• What you will do
1) In the earnings call passage, which firm is Simeon Gutman with?
2) Using the earnings call passage, explain what Susan Morris says is speeding up the productivity agenda in FY '26 and what earlier results she cites to show the agenda works.
3) Write the next part of the earnings call passage, picking up right after its last sentence.

• Selected passage
So from a leverage point of view, we’re very comfortable with where we are, and we will see how this progresses through the year, but feel very confident in the returns that we will see from those capital investments.
Edward Kelly
Thank you.
Operator
Our next questions are from the line of Simeon Gutman with Morgan Stanley. Please proceed with your questions.
Simeon Gutman
Hi, Susan. Hi, Sharon. Hey. First, more of a philosophical question. It looks like the implied guidance is flattish margins. You can correct me if I’m wrong. If the comps end up being a little bit better at the high end, are you in reinvest mode at almost any cost, or do you let that flow through to earnings? How should we think about that, both this year and the next couple of years?
Susan Morris
Hey, Simeon. Thanks for the question. I’ll start, and I’ll ask Sharon to chime in a little bit as well. So first and foremost, I want to underscore the impact of our productivity agenda. And, again, as I mentioned before, when you look at the results from FY ’25, we’ve shown that we can actually deliver strong productivity and strong EBITDA flow-through. And we’re scaling that further in FY ’26, and that agenda is now accelerated and amplified by our four AI big bets, which are already yielding real results.

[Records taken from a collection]
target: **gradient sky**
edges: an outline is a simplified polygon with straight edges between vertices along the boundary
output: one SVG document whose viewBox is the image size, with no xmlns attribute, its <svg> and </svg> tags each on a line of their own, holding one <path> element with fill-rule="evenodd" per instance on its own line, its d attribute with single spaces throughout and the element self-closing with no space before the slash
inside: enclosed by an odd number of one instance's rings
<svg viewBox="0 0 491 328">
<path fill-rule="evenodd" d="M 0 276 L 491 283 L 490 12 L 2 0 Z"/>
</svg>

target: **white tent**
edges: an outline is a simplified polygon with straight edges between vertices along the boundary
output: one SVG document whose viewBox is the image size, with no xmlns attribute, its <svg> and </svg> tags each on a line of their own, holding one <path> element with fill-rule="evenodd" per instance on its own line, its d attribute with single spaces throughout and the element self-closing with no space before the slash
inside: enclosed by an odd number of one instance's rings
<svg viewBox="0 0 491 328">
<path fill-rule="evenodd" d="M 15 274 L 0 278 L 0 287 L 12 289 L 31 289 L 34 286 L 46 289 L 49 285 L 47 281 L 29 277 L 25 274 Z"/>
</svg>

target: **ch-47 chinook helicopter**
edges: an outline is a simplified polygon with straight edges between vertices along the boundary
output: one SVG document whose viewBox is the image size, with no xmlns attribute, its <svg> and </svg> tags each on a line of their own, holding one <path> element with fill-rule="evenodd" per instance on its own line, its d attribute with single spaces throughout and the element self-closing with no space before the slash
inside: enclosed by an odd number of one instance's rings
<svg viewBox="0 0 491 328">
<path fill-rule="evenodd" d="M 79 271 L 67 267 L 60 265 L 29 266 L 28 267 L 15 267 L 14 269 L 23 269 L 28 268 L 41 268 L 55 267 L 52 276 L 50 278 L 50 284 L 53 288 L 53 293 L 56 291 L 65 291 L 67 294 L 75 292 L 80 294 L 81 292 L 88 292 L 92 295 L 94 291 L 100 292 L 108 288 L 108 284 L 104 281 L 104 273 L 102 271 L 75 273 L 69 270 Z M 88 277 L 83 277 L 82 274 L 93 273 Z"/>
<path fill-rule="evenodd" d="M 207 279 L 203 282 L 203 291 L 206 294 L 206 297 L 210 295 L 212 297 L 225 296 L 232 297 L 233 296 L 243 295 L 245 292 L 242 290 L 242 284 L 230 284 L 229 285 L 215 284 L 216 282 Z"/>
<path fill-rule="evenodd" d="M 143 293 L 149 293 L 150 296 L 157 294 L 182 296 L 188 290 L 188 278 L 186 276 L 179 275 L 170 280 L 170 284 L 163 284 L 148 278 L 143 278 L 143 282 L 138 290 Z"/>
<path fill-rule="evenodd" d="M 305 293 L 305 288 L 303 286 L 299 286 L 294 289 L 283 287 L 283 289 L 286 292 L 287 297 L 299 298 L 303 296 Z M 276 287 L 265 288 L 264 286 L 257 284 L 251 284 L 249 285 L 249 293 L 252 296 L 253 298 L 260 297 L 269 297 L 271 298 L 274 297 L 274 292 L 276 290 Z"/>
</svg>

• Per-task answers
1) Morgan Stanley.

2) She says the productivity agenda is accelerated and amplified by the company's four AI big bets, which are already yielding real results. She cites the FY '25 results as showing that the company can deliver strong productivity and strong EBITDA flow-through.

3)
We’re starting to see increased customer take on AI-enabled shopping assistance. We’re seeing a basket lift size there. In merchandising, we’re already in flight with tools that help us reimagine price and promo and manage our margin spend very, very effectively.
We’ve talked about supply chain helping us with our in-stock perspective and optimizing inventory levels through our proprietary Gateway forecasting capability. So we see strong improvements there. We think it will be a very balanced year from that perspective.
Sharon?
Sharon McCollam
And Simeon, as I think about if units inflected faster than we expected and we saw real momentum with our customer, we will evaluate when that moment comes. But to get that flywheel going and to get that momentum going, we will definitely invest behind the customer and the growth, because long-term, that will be a catalyst for staying in the algorithm and maybe even improving the algorithm over time, and that would be our goal for 2026.
Simeon Gutman
Okay. And then follow-up. It sounds like you have a digital advantage and you have the assets and capabilities in place to drive it. Can you tell us the KPIs when you report the e-commerce growth? Like, what level of growth are you targeting? What level of growth are you satisfied by? And are you turning — are you bending the curve across all markets? Or are you seeing some progress scattered across your regions? Thanks.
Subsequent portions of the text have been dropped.